### Exercise directions
Rewrite the records below, renaming "even-odd" to "alternating" wherever it occurs and leaving every other part unchanged.

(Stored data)

----------------

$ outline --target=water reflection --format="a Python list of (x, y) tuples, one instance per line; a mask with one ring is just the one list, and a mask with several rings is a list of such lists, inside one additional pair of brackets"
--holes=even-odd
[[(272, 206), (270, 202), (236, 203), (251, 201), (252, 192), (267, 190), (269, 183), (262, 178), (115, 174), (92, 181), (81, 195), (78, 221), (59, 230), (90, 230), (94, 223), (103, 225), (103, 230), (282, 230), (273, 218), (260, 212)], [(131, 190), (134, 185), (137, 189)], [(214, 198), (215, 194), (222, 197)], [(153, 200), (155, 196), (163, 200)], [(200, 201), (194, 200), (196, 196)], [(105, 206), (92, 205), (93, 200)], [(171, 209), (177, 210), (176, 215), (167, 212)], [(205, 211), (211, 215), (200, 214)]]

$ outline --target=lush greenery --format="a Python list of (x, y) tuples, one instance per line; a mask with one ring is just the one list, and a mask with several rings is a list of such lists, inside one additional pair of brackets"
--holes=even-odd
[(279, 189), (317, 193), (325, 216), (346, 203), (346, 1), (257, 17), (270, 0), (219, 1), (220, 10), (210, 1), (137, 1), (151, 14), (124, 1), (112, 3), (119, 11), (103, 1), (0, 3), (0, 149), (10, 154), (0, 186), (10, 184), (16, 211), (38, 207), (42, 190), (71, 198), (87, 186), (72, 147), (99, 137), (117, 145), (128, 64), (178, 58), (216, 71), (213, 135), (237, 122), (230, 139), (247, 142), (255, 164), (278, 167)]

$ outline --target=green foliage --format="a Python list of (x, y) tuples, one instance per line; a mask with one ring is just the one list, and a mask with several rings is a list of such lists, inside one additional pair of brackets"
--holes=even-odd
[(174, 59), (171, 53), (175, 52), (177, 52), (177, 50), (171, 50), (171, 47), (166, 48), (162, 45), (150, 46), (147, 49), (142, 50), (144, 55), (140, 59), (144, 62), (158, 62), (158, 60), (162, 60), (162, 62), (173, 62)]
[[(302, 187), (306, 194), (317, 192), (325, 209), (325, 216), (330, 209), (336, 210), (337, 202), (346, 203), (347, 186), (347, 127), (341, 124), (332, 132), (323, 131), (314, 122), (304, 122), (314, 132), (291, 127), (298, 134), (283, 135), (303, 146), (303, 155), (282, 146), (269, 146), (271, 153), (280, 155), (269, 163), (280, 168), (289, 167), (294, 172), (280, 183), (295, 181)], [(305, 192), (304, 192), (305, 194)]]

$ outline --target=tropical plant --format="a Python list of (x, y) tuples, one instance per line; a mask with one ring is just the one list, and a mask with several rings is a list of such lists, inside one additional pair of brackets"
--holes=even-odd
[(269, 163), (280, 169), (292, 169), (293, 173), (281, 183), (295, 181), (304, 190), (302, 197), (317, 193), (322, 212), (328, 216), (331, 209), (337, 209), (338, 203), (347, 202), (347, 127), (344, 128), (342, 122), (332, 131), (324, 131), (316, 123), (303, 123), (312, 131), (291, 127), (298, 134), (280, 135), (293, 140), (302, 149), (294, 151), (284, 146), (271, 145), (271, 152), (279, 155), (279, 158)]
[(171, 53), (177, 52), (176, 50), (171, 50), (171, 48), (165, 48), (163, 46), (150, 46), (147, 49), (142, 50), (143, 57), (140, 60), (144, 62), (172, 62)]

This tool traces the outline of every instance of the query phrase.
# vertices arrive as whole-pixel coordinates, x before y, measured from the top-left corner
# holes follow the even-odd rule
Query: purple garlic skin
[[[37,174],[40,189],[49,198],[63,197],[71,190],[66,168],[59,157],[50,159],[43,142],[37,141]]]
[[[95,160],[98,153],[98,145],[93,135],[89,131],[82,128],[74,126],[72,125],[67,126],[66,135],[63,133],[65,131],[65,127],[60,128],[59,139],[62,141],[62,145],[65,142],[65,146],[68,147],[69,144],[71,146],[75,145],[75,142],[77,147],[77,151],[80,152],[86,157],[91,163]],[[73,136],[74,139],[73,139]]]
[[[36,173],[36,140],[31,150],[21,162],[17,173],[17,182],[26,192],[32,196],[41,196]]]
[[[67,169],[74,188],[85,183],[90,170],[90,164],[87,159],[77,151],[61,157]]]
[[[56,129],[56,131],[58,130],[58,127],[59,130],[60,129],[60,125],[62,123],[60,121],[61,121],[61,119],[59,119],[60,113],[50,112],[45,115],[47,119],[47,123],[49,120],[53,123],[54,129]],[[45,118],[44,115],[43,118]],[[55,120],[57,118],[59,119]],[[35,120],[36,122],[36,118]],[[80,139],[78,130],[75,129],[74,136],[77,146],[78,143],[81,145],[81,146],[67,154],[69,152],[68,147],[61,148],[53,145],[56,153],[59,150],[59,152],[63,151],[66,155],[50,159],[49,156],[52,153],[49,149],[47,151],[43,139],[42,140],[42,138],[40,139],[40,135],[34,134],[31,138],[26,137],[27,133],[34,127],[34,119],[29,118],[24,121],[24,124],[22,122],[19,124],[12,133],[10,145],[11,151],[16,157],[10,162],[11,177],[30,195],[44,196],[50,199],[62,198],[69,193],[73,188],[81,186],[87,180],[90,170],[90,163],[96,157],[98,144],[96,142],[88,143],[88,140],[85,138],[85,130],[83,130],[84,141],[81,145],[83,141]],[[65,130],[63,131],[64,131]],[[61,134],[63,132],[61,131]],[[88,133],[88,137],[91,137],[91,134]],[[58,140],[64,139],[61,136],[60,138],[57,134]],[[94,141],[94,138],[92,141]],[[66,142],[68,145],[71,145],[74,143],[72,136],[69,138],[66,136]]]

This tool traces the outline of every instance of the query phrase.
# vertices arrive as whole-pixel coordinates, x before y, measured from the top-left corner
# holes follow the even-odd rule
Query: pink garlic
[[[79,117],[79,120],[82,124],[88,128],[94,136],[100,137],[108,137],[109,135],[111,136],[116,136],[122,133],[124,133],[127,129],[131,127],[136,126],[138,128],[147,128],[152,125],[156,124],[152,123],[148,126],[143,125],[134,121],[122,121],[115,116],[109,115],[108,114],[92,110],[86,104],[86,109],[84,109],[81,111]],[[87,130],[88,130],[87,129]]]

----------------

### Problem solution
$ outline --target=water reflection --format="a Python list of (x, y) tuples, one instance per line; a mask with one ring is just the one list, and a mask with several rings is a list of such lists, inside one additional pair of brackets"
--holes=alternating
[[(272, 206), (270, 202), (236, 203), (251, 201), (252, 192), (267, 190), (269, 183), (262, 178), (115, 174), (92, 181), (81, 195), (78, 221), (59, 230), (90, 230), (94, 223), (103, 225), (103, 230), (282, 230), (273, 218), (260, 212)], [(131, 190), (134, 185), (137, 189)], [(214, 198), (215, 194), (222, 197)], [(153, 200), (155, 196), (163, 200)], [(200, 201), (194, 200), (196, 196)], [(105, 206), (92, 205), (93, 200)], [(171, 209), (177, 210), (176, 215), (167, 212)], [(205, 211), (211, 215), (200, 214)]]

$ outline --target=lush greenery --format="a Python list of (x, y) tuples, one instance per line; a mask with one ring is just the one list, and a mask with several rings is a list of such lists, inside one additional pair of brackets"
--holes=alternating
[(279, 189), (317, 193), (325, 216), (346, 203), (346, 1), (257, 17), (270, 0), (219, 1), (220, 10), (210, 1), (137, 1), (151, 14), (124, 1), (112, 3), (119, 11), (103, 1), (0, 3), (0, 149), (10, 154), (0, 186), (10, 184), (16, 211), (38, 207), (42, 190), (71, 198), (87, 186), (72, 147), (99, 137), (117, 145), (128, 64), (178, 58), (216, 71), (213, 135), (237, 122), (230, 139), (247, 142), (255, 164), (278, 167)]

$ outline --target=green foliage --format="a Python list of (x, y) tuples, one instance per line; a mask with one ring is just the one list, and a mask with several rings is a list of such lists, inside one additional pair of brackets"
--holes=alternating
[(174, 59), (171, 53), (175, 52), (177, 52), (177, 50), (171, 50), (171, 47), (166, 48), (162, 45), (150, 46), (147, 49), (142, 50), (144, 55), (140, 59), (144, 62), (158, 62), (158, 60), (162, 60), (162, 62), (173, 62)]
[[(302, 187), (306, 194), (317, 192), (325, 209), (325, 216), (330, 209), (336, 210), (337, 202), (346, 203), (347, 186), (347, 127), (341, 124), (332, 132), (323, 131), (314, 122), (304, 122), (314, 132), (291, 127), (298, 134), (283, 135), (303, 146), (303, 155), (282, 146), (269, 146), (271, 153), (280, 155), (269, 163), (280, 168), (289, 167), (294, 172), (280, 183), (295, 181)], [(305, 192), (304, 192), (305, 194)]]

$ outline --target=tropical plant --format="a Python list of (x, y) tuples, one instance per line; a mask with one ring is just the one list, and a mask with several rings is a list of such lists, inside one additional pair of brackets"
--holes=alternating
[(269, 163), (280, 169), (292, 169), (293, 173), (281, 183), (295, 181), (304, 190), (302, 197), (317, 193), (322, 212), (328, 216), (331, 209), (337, 209), (338, 203), (347, 202), (347, 127), (344, 128), (342, 122), (332, 131), (324, 131), (316, 123), (303, 123), (312, 131), (291, 127), (298, 134), (280, 135), (293, 140), (302, 149), (294, 151), (284, 146), (271, 145), (271, 152), (279, 155), (279, 158)]
[(171, 53), (177, 52), (176, 50), (171, 50), (171, 48), (165, 48), (163, 46), (150, 46), (147, 49), (142, 50), (143, 57), (140, 60), (144, 62), (172, 62)]

This tool traces the outline of every instance of the query phrase.
# vertices arrive as whole-pixel coordinates, x before y, measured from the top-left corner
# holes follow the alternating rule
Query: purple garlic skin
[[[37,174],[40,189],[49,198],[63,197],[71,190],[66,168],[59,157],[50,159],[43,142],[37,141]]]
[[[95,160],[98,153],[98,145],[93,135],[89,131],[82,128],[74,126],[72,125],[67,126],[66,135],[63,133],[65,131],[65,127],[60,128],[59,139],[62,141],[62,145],[65,142],[65,146],[68,147],[69,144],[71,146],[75,145],[75,142],[77,147],[77,151],[80,152],[86,157],[91,163]],[[73,136],[74,139],[73,139]]]
[[[36,173],[36,140],[31,150],[21,162],[17,173],[17,182],[26,192],[32,196],[41,196]]]
[[[67,169],[74,188],[85,183],[90,170],[90,164],[87,159],[77,151],[61,157]]]
[[[56,129],[56,131],[58,130],[58,127],[59,130],[60,129],[60,125],[62,123],[60,121],[61,121],[61,119],[59,119],[60,113],[50,112],[45,115],[47,119],[47,123],[49,120],[53,123],[54,129]],[[45,118],[44,115],[43,118]],[[55,120],[57,118],[59,119]],[[35,120],[36,122],[36,118]],[[80,139],[78,130],[75,129],[74,136],[77,146],[78,143],[81,145],[81,146],[67,154],[69,152],[68,147],[61,148],[53,145],[56,153],[59,150],[59,152],[63,151],[66,155],[50,159],[49,156],[52,153],[49,149],[47,151],[43,139],[42,140],[42,138],[40,139],[40,135],[34,134],[31,138],[26,137],[27,133],[34,127],[34,119],[29,118],[24,121],[24,124],[22,122],[19,124],[12,133],[10,145],[11,151],[16,157],[10,162],[11,177],[30,195],[44,196],[50,199],[62,198],[69,193],[73,188],[81,186],[87,180],[90,170],[90,163],[96,157],[98,144],[96,142],[88,143],[88,140],[85,138],[85,130],[83,130],[84,141],[81,145],[83,141]],[[65,130],[63,131],[64,131]],[[61,134],[63,132],[61,131]],[[88,133],[88,137],[91,137],[91,134]],[[58,140],[64,139],[61,136],[60,138],[57,134]],[[94,141],[94,138],[92,141]],[[66,142],[68,145],[71,145],[74,143],[72,136],[69,138],[66,136]]]

This tool traces the outline of every instance of the query phrase.
# vertices arrive as whole-pixel coordinates, x before y, measured from the top-left corner
# holes follow the alternating rule
Query: pink garlic
[[[79,117],[79,120],[82,124],[88,128],[94,136],[100,137],[108,137],[109,135],[111,136],[116,136],[122,133],[124,133],[127,129],[131,127],[136,126],[138,128],[147,128],[152,125],[156,124],[152,123],[148,126],[143,125],[134,121],[122,121],[115,116],[109,115],[108,114],[92,110],[86,104],[86,109],[84,109],[81,111]],[[87,130],[88,130],[87,129]]]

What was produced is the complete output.